(Point localization data)

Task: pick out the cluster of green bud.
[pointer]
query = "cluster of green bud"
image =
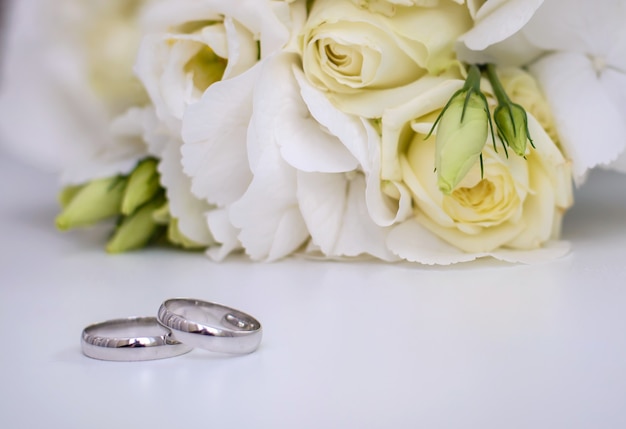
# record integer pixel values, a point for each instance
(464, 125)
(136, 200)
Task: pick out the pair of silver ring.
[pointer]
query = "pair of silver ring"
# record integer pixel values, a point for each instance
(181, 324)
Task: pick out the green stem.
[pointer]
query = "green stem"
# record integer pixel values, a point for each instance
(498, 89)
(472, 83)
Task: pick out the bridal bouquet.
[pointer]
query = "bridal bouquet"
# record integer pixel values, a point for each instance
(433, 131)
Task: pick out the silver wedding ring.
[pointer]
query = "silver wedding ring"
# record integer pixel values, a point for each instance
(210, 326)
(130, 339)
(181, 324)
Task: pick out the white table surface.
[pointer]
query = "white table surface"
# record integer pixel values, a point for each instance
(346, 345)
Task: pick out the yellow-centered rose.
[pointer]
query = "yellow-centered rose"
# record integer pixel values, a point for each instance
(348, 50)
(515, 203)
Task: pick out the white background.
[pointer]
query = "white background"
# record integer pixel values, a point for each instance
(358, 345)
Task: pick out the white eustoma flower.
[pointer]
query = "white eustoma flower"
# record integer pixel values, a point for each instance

Problem to work on —
Quote every record above exactly, leaving out the pictures.

Answer space —
Task: pick out the cluster of green bud.
[pointer]
query = "cluster of green bud"
image =
# record integer pixel values, a point for each instance
(464, 125)
(136, 200)
Task: pick out the pair of silver ring.
[pointer]
query = "pair of silver ring"
# record integer pixel values, a point for each instance
(181, 324)
Task: pick out the green stem.
[pointer]
query = "green stem"
# record integer pixel values, a point for each instance
(498, 89)
(472, 83)
Task: pick out the bridal bouquet.
[pointer]
query = "bridal bouquet"
# record integer pixel values, a point for each instance
(433, 131)
Task: pick out the silver wedding ring.
[pointer]
query = "silver wedding ring"
# record integer pixel values, a point for each instance
(210, 326)
(130, 339)
(181, 324)
Task: pick out the white table surface.
[pointer]
query = "white table surface"
# record integer pixel values, a point for each instance
(346, 345)
Task: pick out the yellow-centered rose.
[pointer]
query = "yellow-centered rose"
# record integer pixel values, a point for each instance
(348, 50)
(515, 203)
Task: pick out the white background.
[pointer]
query = "white background"
# record integer pixel values, a point for each instance
(358, 345)
Task: pick out the white eustoma flower.
[pointer]
query = "white eustoma flower"
# record integer pixel values, a point for each instance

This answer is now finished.